[Dataset entries]
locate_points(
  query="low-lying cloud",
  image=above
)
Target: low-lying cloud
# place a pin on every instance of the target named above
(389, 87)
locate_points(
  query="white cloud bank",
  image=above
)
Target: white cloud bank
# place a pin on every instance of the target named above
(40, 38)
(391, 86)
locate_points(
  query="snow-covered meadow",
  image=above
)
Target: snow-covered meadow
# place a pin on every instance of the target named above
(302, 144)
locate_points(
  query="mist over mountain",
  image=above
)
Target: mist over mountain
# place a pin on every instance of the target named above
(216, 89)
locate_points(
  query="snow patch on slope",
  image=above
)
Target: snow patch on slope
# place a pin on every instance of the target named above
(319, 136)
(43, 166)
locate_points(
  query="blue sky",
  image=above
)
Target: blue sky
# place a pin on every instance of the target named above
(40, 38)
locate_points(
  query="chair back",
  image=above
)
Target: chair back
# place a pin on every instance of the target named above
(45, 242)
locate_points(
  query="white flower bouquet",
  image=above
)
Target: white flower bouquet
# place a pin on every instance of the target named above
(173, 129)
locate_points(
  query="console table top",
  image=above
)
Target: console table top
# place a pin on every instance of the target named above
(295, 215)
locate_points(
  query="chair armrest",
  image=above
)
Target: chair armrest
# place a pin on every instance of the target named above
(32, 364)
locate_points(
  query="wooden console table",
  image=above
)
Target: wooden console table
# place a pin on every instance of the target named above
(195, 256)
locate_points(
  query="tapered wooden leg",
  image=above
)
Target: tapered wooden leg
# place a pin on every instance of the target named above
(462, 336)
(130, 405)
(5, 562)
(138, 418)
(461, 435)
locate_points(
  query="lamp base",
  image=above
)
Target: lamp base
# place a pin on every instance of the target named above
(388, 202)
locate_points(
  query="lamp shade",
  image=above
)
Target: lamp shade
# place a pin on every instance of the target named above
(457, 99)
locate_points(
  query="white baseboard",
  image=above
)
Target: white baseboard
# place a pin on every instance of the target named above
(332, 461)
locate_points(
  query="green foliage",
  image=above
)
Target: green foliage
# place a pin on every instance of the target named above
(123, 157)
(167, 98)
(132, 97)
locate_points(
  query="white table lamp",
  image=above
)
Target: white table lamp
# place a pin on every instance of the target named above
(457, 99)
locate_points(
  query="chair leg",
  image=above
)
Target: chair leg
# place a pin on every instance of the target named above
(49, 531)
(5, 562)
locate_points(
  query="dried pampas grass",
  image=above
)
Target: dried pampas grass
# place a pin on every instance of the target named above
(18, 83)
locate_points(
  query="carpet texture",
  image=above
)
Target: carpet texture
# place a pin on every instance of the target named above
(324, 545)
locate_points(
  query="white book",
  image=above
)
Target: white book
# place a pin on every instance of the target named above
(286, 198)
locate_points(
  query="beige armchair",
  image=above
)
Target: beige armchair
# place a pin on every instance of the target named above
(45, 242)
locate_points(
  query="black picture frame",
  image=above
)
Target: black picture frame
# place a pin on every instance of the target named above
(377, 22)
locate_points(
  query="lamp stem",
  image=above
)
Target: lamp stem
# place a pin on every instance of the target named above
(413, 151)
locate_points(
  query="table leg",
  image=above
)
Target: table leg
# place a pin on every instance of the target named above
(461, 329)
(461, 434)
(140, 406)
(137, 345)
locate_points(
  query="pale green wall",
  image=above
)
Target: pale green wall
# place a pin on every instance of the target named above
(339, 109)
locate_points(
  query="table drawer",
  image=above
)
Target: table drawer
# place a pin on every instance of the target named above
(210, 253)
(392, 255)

*Aim of the task*. Looking at the records above, how many lines contain "covered"? Only the number is needed.

*Response for this exercise*. 2